-- Opening Marker --
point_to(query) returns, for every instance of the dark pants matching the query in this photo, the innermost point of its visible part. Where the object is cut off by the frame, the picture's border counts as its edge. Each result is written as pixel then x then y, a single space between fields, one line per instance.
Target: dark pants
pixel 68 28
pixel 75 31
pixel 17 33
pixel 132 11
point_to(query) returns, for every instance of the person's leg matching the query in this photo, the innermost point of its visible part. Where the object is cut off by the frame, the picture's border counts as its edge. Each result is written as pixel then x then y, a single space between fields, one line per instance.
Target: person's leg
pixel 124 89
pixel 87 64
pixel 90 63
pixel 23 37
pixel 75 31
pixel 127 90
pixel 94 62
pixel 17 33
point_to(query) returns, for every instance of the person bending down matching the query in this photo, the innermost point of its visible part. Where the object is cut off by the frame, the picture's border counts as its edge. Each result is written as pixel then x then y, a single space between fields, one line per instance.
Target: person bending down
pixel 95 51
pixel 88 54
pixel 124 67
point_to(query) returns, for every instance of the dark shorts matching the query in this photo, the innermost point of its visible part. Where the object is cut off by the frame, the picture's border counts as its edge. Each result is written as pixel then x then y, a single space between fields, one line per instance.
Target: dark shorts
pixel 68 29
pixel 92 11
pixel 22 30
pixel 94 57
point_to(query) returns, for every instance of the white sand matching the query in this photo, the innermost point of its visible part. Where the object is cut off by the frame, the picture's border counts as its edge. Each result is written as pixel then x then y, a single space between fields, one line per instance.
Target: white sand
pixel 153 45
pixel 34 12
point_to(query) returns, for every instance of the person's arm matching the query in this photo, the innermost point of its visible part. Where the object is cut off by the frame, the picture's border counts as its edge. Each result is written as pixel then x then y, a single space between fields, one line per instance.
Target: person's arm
-- Closing Marker --
- WHAT THE TASK REQUIRES:
Write out the records above exactly as given.

- EXERCISE OUTPUT:
point_to(query) returns, for every instance of the dark pants matching the query in this photo, the innermost point of its visible part. Where the object is cut off by the frame, the picture's border counts as its edge. Each result is written as pixel then x then y, a single space between fields, one line per instance.
Target: dark pants
pixel 68 28
pixel 75 31
pixel 17 33
pixel 132 11
point_to(query) returns, for every instance of the person's leg matching the query in this photo, the innermost point of its visible part. Where the object is cut off by the frame, the picture's border counts as its edge. Each result is written as pixel then x then y, a single space between fields, one line per instance.
Target: person's leg
pixel 124 89
pixel 87 64
pixel 90 63
pixel 23 37
pixel 75 31
pixel 127 90
pixel 94 62
pixel 17 33
point_to(query) returns, for every instance of the person bending down matching the query in this photo, the innermost point of its visible part. Where the object is cut off by the frame, the picture's border counts as its edge. Each result is written as pixel then x then y, a single space between fields, one line per instance.
Target: person bending down
pixel 95 51
pixel 88 54
pixel 124 67
point_to(query) returns, for every instance of the dark shorts matching the query in this photo, the innermost point of its visible part. Where the object is cut off by the frame, the picture's border counts as its edge. Each result is written as pixel then x then y, a single space between fields, one line per instance.
Target: dark shorts
pixel 68 29
pixel 92 11
pixel 22 30
pixel 94 57
point_to(query) returns, for every instance of the white sand matching the query in this photo, the innermost point of its visible part. Where the object is cut off by the frame, the picture's border counts as its edge. Each result is written as pixel then x then y, a single space between fields, one line per instance.
Target: white sand
pixel 153 45
pixel 34 12
point_to(query) returns, for every instance of the person's arm matching the query in this photo, the innermost point of its visible part. Where the object is cut off by the frame, the picture's border counts as its edge. Each result is written as pixel then x then y, a single space between fields, one line per instance.
Target: person's arm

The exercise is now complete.